__TEXT EXCERPT__:
-- START --

B.C. mushroom farm inquiry comes to close amid tears from victims' families Add to ...

It’s now up to five members of a coroner’s jury to sift through a morass of contradiction, neglect and missed opportunities to determine what should be done differently to prevent another accident like the one that killed three mushroom farm workers in 2008.

Testimony at the inquest into the deaths wrapped Tuesday with tearful family members begging for workplace safety improvements.

“Today I’m not here for my benefit, I’m here to help the people who are still working,” said Nga Trieu through an interpreter.

Ms. Trieu’s husband, Han Pham, was one of three farm workers killed on Sept. 5, 2008, when hydrogen sulfide gas was released from a pipe in a composting facility pump house.

Mr. Pham, Ut Tran, and Jimmy Chan died from the gas release, while Michael Phan and Thang Tchen were left severely brain damaged.

“A lot of [Vietnamese workers]don’t speak English and cannot find work,” Ms. Trieu said. “They have to work at mushroom farms, and whatever treatment they get from the boss, they have to suffer.”

Added Mr. Tran’s wife, Hong Dang: “Every time I think about the accident, I cannot breathe. But I’ve been trying my best to come [to the inquest] because I’m thinking about the families of other workers.”

The three family members told jurors they are struggling to get by on the income provided by the Workers Compensation Board, and urged further protection for farm workers.

Jim Sinclair, the president of the B.C. Federation of Labour, told the inquest earlier in the day there has been some pressure on the families from the Vietnamese farming community to keep their dispute within the community and not make a fuss at the inquest.

-- END --

__ROWS__:
-- START --

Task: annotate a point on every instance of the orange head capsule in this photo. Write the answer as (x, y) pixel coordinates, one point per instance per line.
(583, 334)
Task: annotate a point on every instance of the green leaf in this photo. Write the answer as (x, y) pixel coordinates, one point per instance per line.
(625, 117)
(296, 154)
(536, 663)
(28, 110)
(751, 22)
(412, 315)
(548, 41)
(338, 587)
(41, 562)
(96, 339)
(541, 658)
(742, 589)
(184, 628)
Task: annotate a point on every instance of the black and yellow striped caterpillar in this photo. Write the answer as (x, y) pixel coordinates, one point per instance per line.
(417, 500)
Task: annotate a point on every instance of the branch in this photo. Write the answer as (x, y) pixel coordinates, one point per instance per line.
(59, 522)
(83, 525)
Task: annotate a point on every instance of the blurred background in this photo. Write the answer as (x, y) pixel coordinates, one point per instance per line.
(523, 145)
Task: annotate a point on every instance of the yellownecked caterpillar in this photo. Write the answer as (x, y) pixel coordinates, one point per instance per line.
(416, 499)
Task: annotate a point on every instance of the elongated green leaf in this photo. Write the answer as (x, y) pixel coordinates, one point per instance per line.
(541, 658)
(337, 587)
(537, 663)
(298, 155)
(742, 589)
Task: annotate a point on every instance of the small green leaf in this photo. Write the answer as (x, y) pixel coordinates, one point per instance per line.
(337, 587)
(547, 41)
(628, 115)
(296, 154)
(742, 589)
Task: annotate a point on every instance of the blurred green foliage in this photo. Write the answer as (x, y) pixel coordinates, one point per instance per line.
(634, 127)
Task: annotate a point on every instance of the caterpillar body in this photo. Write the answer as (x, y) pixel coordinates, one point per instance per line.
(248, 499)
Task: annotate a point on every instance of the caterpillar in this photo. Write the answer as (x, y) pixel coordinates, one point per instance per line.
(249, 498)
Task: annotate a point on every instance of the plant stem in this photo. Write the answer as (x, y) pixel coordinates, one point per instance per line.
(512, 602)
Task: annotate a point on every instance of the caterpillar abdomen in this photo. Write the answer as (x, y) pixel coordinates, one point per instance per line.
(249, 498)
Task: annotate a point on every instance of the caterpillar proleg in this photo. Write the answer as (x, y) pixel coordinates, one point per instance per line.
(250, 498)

-- END --

__WHAT NEEDS TO BE DONE__: Pick up the news article about the B.C. mushroom farm inquest and continue it past its final sentence.

__FINAL RESULT__:
Mr. Sinclair thanked the family members for their courage in testifying at the inquest.

“When you look at that farm, I would say they just about got it all wrong,” Mr. Sinclair said.

Over seven days of testimony, jurors heard of a series of missteps that led to the likelihood that someone would get hurt. Jurors heard the chief investigator for WorkSafeBC testify many more could have been killed or injured that day.

Ha Quan Truong, the farm’s owner, told the inquest he relied on his managers and supervisors to keep the farm running safely and within regulation.

The farm had no safety procedures in place and had repeatedly failed to send monitoring reports as required by provincial regulations on composting facilities.

Many other people who spoke at the inquest, including D’Arcy Ashe, the farm’s former general manager, portrayed Mr. Truong as a stubborn, neglectful owner unwilling to spend money on safety and maintenance equipment.

Mr. Ashe told the inquest no expense had been spared when building the composting facility, but a contractor and an environmental engineer both said the facility started malfunctioning within months of its opening in November, 2005.

The inquest heard the facility never received a final inspection by the Township of Langley and began operating without an occupancy permit.

The township first sent a letter to Mr. Truong in September, 2006, ordering Mr. Truong to cease operation until an inspection was passed.

Over the next two years, Mr. Truong and the township were in a constant struggle to bring the farm into compliance with bylaws and regulations.

During Mr. Truong’s defiant testimony, which was done through an interpreter, he told the jury he had always followed the township’s instructions, despite evidence of two separate court actions against his farm.

“Don’t say that I didn’t do what I was asked to do,” Mr. Truong angrily told Ryan Berger, the township’s lawyer at the inquest.

“If I did something wrong, the police would have arrested me.”

In 2008, the township’s general inspector was visiting the farm almost daily, documenting its regulatory breaches.

The inquest was told the composting facility’s piping system was clogging every two to three weeks with straw and manure.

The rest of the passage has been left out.